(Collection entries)
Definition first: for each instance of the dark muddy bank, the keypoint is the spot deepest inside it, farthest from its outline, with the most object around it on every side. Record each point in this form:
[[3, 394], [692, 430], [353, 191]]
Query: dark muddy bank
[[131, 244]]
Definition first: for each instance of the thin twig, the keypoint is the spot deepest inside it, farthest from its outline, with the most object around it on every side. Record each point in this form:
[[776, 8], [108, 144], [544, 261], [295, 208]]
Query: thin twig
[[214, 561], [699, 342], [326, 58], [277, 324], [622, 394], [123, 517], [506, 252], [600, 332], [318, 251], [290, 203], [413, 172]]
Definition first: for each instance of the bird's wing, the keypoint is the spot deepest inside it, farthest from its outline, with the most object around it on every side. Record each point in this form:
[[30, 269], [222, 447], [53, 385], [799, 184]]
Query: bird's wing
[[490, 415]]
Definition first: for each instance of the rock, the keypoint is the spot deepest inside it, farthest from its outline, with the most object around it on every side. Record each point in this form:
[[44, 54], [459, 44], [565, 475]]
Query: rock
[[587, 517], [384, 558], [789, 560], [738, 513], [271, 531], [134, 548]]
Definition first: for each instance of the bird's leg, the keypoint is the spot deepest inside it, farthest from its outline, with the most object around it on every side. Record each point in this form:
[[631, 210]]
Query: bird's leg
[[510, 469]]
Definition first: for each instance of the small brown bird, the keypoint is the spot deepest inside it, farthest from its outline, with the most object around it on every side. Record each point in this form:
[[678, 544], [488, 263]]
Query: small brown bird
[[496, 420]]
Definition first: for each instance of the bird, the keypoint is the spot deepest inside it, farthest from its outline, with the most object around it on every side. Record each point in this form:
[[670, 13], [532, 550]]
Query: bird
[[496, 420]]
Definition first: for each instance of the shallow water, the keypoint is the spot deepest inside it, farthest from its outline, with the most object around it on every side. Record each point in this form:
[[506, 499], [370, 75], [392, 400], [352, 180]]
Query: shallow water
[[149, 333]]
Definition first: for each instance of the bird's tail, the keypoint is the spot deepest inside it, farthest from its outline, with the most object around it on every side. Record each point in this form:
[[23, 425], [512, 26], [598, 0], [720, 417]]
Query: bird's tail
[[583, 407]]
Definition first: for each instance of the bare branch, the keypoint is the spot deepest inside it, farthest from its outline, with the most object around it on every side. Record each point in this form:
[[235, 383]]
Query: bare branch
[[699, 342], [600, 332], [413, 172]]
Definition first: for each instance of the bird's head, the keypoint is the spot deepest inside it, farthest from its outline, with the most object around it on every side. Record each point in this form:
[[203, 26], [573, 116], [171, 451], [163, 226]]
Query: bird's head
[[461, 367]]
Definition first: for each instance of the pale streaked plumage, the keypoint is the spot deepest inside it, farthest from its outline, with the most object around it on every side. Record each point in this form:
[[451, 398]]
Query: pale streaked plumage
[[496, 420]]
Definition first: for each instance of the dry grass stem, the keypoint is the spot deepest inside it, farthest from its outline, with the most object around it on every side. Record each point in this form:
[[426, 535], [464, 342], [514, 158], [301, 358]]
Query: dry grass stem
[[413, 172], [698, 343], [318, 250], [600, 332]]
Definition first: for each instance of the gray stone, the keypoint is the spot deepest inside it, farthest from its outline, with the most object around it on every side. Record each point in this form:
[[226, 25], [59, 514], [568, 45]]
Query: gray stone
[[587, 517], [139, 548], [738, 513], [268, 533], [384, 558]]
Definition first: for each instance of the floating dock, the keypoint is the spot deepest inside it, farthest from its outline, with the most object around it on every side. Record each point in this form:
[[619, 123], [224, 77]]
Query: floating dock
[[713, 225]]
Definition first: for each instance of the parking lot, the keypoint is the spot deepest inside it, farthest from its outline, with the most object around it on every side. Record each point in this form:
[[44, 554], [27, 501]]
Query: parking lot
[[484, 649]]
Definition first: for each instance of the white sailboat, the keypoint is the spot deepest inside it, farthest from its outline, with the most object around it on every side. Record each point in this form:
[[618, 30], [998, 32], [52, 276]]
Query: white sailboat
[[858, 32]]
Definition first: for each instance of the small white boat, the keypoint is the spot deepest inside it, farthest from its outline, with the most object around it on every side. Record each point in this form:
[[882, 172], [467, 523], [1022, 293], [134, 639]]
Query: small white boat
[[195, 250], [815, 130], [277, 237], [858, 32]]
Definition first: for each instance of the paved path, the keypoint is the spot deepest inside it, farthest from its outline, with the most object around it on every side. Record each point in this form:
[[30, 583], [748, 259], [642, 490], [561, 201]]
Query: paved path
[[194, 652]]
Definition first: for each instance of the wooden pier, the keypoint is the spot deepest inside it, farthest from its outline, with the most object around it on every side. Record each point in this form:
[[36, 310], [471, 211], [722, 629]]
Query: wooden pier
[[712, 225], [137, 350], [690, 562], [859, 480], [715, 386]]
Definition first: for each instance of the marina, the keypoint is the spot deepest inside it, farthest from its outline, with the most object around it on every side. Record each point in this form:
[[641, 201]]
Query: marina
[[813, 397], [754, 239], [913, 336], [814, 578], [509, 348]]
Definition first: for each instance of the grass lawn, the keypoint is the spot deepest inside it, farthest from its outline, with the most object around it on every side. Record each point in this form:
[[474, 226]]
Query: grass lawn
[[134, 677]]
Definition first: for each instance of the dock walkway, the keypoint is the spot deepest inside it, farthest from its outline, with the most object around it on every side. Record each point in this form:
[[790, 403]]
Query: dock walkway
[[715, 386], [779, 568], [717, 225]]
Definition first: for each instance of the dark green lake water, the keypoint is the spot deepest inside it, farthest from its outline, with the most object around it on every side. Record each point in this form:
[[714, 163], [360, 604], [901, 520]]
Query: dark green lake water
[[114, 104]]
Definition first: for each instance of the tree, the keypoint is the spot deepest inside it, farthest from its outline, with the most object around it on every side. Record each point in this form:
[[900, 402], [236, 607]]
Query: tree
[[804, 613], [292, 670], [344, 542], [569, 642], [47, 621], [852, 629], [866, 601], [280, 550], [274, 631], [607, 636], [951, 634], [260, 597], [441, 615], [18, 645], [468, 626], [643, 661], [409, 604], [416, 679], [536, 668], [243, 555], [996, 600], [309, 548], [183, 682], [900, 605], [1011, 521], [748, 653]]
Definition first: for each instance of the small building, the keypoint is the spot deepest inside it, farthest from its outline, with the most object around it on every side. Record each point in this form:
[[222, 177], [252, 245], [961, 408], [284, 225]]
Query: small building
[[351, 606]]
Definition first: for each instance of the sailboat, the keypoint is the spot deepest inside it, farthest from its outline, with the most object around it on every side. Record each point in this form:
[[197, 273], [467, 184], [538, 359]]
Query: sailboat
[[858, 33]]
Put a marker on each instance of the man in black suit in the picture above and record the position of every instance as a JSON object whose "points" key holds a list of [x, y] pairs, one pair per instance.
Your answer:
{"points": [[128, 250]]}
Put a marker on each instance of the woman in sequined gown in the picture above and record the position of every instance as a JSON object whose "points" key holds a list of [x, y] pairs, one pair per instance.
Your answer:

§ INSTRUCTIONS FOR THE TASK
For each record above, write it out again exactly.

§ SOLUTION BELOW
Definition first: for each instance of the dark muddy bank, the keypoint is the spot deepest inside it, farthest from its outline, with the most object around it on every side. Record each point in this form:
[[3, 394], [692, 430], [353, 191]]
Query: dark muddy bank
[[131, 244]]
Definition first: for each instance of the thin twig, the keypoint is the spot deepest inside it, farthest from its outline, with the most object around it on every side. Record each point in this form:
[[776, 8], [108, 144], [544, 261], [295, 208]]
Query: thin twig
[[214, 561], [699, 342], [326, 58], [277, 324], [622, 394], [123, 517], [506, 252], [600, 332], [318, 251], [290, 203], [413, 172]]
Definition first: for each instance of the bird's wing, the keypoint is the spot deepest inside it, farthest from its outline, with the most object around it on every side. Record each point in this form:
[[30, 269], [222, 447], [53, 385], [799, 184]]
Query: bird's wing
[[490, 415]]
Definition first: for each instance of the rock, the keypoint is the spot deepest inside it, farthest from its outline, with the most object around it on every side. Record each point in this form:
[[44, 54], [459, 44], [565, 475]]
Query: rock
[[587, 517], [384, 558], [789, 560], [738, 513], [271, 531], [134, 548]]
Definition first: for each instance of the bird's leg, the keypoint is the spot deepest inside it, farthest from its outline, with the most object around it on every side. Record each point in this form:
[[631, 210]]
Query: bird's leg
[[510, 469]]
Definition first: for each instance of the small brown bird, the keypoint is the spot deepest inside it, farthest from its outline, with the most object around it on every side. Record each point in this form:
[[678, 544], [488, 263]]
Query: small brown bird
[[496, 420]]
Definition first: for each instance of the bird, the keypoint is the spot deepest inside it, farthest from its outline, with the most object around it on every side. Record each point in this form:
[[670, 13], [532, 550]]
Query: bird
[[496, 420]]
Definition first: for each instance of the shallow water, the keypoint is the spot deepest inside it, farthest from its outline, with the most object around it on every side. Record each point in this form:
[[506, 499], [370, 75], [392, 400], [352, 180]]
Query: shallow water
[[149, 333]]
Definition first: for each instance of the bird's tail, the keypoint is the spot deepest inside it, farthest from its outline, with the most object around it on every side. Record each point in this form:
[[23, 425], [512, 26], [598, 0], [720, 417]]
Query: bird's tail
[[583, 407]]
Definition first: for each instance of the bare branch, the keypoint is the spot deepest inside it, farthest from its outline, with the most object around it on every side. Record each point in this form:
[[235, 383]]
Query: bare branch
[[699, 342], [600, 332], [413, 172]]
Definition first: for each instance of the bird's head, the keypoint is the spot deepest inside it, farthest from its outline, with the most object around it on every side. Record each point in this form:
[[203, 26], [573, 116], [171, 451], [163, 226]]
Query: bird's head
[[461, 367]]
Definition first: for each instance of the pale streaked plumage, the keypoint is the spot deepest inside it, farthest from its outline, with the most object around it on every side. Record each point in this form:
[[451, 398]]
Query: pale streaked plumage
[[496, 420]]
Definition first: for each instance of the dry grass stem, the keypoint is the spot deepest inside it, farthest from its outline, with the most object around it on every side. Record each point in this form:
[[426, 535], [464, 342], [514, 158], [301, 358]]
Query: dry grass stem
[[413, 172], [698, 343], [318, 250], [600, 332]]
Definition first: for each instance of the gray stone, the keypoint is the spot deepest inside it, farthest from its outline, with the most object around it on every side. Record each point in this form:
[[226, 25], [59, 514], [568, 45]]
Query: gray stone
[[587, 517], [139, 548], [738, 513], [268, 533], [384, 558]]
Definition first: for each instance of the floating dock, the keypoint is the spot deepest inside it, farthest from its outline, with the most object around it on every side. Record each point in this form:
[[619, 123], [224, 77]]
Query: floating dock
[[713, 225]]
Definition first: for each instance of the parking lot, the keypoint is the spot deepest inside it, farthest from its outline, with the most object around it on every side. Record each point in this form:
[[44, 554], [27, 501]]
Query: parking lot
[[484, 649]]
Definition first: for each instance of the white sailboat, the keypoint is the spot deepest inside it, farthest from its outline, with the most object around it on every side. Record each point in this form:
[[618, 30], [998, 32], [52, 276]]
Query: white sailboat
[[858, 32]]
Definition first: for each instance of the small white boat, the keypoint is the spot deepest inside it, farthest from its outline, with the most object around it on every side. Record each point in this form:
[[882, 172], [467, 523], [1022, 293], [134, 639]]
Query: small white boat
[[195, 250], [815, 130], [277, 237], [858, 32]]
Definition first: for each instance of the paved path, the keypoint is the spot deepest inside it, farthest from its outline, with the most object around it on every side. Record each point in this form:
[[30, 583], [748, 259], [642, 490], [561, 201]]
Query: paved path
[[194, 652]]
Definition first: for each instance of the wooden pier, the keypoint is the spot deepest inside it, farthest from its outline, with the most object around it on every side. Record each point in this form:
[[36, 310], [471, 211], [722, 629]]
Query: wooden pier
[[712, 225], [137, 350], [690, 562], [859, 480], [715, 386]]
Definition first: for each instance of the marina, the keypoint is the spot deepest inside it, farthest from its outline, with the most object around it on every side. Record each point in this form:
[[641, 201]]
Query: marina
[[813, 397], [754, 239], [913, 336], [814, 578], [509, 348]]
Definition first: for each instance of the grass lawn, the keypoint is the spot deepest inside it, farthest from its outline, with the most object around it on every side. Record each point in this form:
[[474, 226]]
Query: grass lawn
[[134, 677]]
Definition first: for each instance of the dock walkway, the keypoint is the spot deepest inside it, farthest from its outline, with the most object around it on every side. Record each point in this form:
[[790, 403]]
Query: dock walkway
[[715, 386], [779, 568], [717, 225]]
Definition first: for each instance of the dark green lake water, the keypoint is the spot deepest inside it, farthest from its outline, with the most object around it on every side. Record each point in this form:
[[714, 163], [360, 604], [901, 520]]
Query: dark green lake water
[[114, 104]]
Definition first: for each instance of the tree, the keypoint is the spot deepest inside it, farthest from its outline, with the most object around it on every side. Record each point in this form:
[[900, 402], [236, 607]]
Query: tree
[[804, 613], [292, 670], [344, 542], [569, 642], [47, 621], [852, 629], [866, 601], [280, 550], [274, 631], [607, 636], [951, 634], [260, 597], [441, 615], [18, 645], [468, 626], [643, 661], [409, 604], [416, 679], [536, 668], [243, 555], [996, 600], [309, 548], [183, 682], [900, 605], [1011, 521], [748, 653]]
Definition first: for each instance of the small building, the keypoint is the spot deepest inside it, farthest from its outline, with the most object around it on every side. Record each point in this form:
[[222, 177], [252, 245], [961, 408], [284, 225]]
Query: small building
[[351, 606]]
Definition first: for each instance of the sailboat, the keypoint is the spot deepest inside it, farthest from its outline, with the most object around it on every side. Record each point in this form:
[[197, 273], [467, 184], [538, 359]]
Query: sailboat
[[858, 33]]
Put a marker on each instance of the man in black suit in the picture above and record the position of every instance as a JSON object whose "points" key holds a list of [x, y] pairs, one pair per instance.
Your answer:
{"points": [[128, 250]]}
Put a marker on each instance of the woman in sequined gown in the picture above and record the position of every instance as a JSON object whose "points" key holds a list of [x, y] pairs, one pair per instance.
Your answer:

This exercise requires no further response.